───── DATA SECTION ─────

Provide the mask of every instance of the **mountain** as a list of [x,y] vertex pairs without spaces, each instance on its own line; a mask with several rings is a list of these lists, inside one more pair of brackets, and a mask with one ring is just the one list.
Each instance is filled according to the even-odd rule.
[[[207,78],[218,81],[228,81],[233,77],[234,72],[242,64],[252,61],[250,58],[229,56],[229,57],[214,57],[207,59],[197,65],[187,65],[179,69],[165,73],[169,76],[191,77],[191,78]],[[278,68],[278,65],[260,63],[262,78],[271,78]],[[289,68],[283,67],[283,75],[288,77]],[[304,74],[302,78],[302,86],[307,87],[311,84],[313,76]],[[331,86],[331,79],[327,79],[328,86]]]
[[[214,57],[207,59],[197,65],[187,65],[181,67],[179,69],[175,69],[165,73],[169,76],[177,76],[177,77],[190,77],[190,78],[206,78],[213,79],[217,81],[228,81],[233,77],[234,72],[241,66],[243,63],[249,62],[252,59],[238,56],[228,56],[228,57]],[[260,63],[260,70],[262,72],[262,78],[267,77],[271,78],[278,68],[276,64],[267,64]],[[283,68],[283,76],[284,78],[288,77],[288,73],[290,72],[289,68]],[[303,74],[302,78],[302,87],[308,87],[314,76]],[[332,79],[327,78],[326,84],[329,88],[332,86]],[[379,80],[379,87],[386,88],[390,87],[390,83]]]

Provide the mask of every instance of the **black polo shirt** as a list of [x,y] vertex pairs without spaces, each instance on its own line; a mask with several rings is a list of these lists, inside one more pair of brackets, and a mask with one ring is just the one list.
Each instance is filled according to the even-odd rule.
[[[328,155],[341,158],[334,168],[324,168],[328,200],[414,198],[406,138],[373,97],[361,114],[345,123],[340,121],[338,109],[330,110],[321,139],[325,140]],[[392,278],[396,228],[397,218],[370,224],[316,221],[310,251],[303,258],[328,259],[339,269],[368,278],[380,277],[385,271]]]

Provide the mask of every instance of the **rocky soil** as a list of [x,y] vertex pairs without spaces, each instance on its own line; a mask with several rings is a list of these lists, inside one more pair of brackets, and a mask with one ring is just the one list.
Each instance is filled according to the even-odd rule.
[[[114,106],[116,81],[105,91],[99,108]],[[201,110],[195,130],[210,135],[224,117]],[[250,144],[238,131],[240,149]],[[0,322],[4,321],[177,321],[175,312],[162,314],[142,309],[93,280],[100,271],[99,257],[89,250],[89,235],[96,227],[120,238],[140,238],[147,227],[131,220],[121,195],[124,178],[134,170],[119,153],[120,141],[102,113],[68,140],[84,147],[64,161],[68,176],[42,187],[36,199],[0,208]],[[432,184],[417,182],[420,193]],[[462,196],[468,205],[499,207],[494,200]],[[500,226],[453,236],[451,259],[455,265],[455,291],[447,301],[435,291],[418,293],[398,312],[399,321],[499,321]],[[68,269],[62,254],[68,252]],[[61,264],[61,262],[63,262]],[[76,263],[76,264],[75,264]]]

─────

GIVEN EXERCISE: Go through the records above and set each one down exactly, please.

WORKED SOLUTION:
Provide the mask of every instance of the **mountain** as a list of [x,y] vertex pairs without spaces, each instance on its own line; a mask with several rings is a list of these lists, inside one more pair of brackets, and a mask with one ring is just the one list.
Each instance is filled according to the even-odd rule.
[[[207,78],[218,81],[228,81],[233,77],[234,72],[242,64],[252,61],[250,58],[229,56],[229,57],[214,57],[207,59],[197,65],[187,65],[179,69],[165,73],[169,76],[191,77],[191,78]],[[278,68],[278,65],[260,63],[262,78],[271,78]],[[289,68],[283,67],[283,75],[288,77]],[[304,74],[302,78],[302,86],[307,87],[311,84],[313,76]],[[331,86],[331,79],[327,79],[328,86]]]
[[[214,57],[207,59],[197,65],[187,65],[181,67],[179,69],[175,69],[165,73],[169,76],[177,76],[177,77],[190,77],[190,78],[206,78],[213,79],[217,81],[228,81],[233,77],[234,72],[241,66],[243,63],[249,62],[252,59],[238,56],[228,56],[228,57]],[[260,63],[260,70],[262,72],[262,78],[267,77],[271,78],[278,68],[276,64],[267,64]],[[283,68],[283,76],[284,78],[288,77],[288,73],[290,72],[289,68]],[[303,74],[302,78],[302,87],[308,87],[314,76]],[[332,79],[327,78],[326,84],[329,88],[332,86]],[[379,80],[379,87],[386,88],[390,87],[390,83]]]

Provide the mask of every instance of the **black polo shirt** as a list of [x,y] vertex pairs without spaces, each instance on its own line; a mask with several rings is a list of these lists, inside one more pair of brackets, and a mask with one ring is just the one list.
Each instance is filled according to the even-odd rule.
[[[328,155],[341,158],[334,168],[324,168],[328,200],[414,198],[406,138],[373,97],[361,114],[345,123],[340,121],[338,109],[330,110],[321,139],[325,140]],[[392,278],[396,228],[397,218],[370,224],[316,221],[310,251],[303,258],[328,259],[339,269],[368,278],[380,277],[385,271]]]

Provide the mask of every instance of the **rocky soil** as a list of [x,y] vertex pairs without spaces, each instance on its own line; a mask with several rings is a list of these lists, inside one more pair of brackets, and a mask with one ring is just the one list.
Each instance is filled according to the even-odd rule.
[[[114,106],[116,81],[105,91],[99,108]],[[201,110],[195,130],[210,135],[224,117]],[[250,144],[238,131],[240,149]],[[0,322],[4,321],[177,321],[175,312],[162,314],[142,309],[93,280],[100,271],[99,257],[89,250],[89,235],[96,227],[120,238],[140,238],[147,227],[131,220],[121,195],[124,178],[134,170],[119,153],[120,141],[102,113],[68,140],[84,147],[64,161],[68,176],[42,187],[36,199],[0,208]],[[432,184],[417,182],[420,193]],[[462,196],[468,205],[499,207],[494,200]],[[500,226],[453,236],[451,259],[455,265],[455,291],[447,301],[435,291],[418,293],[398,312],[399,321],[499,321]],[[68,269],[62,254],[68,252]],[[61,264],[61,262],[63,262]],[[76,263],[76,264],[75,264]]]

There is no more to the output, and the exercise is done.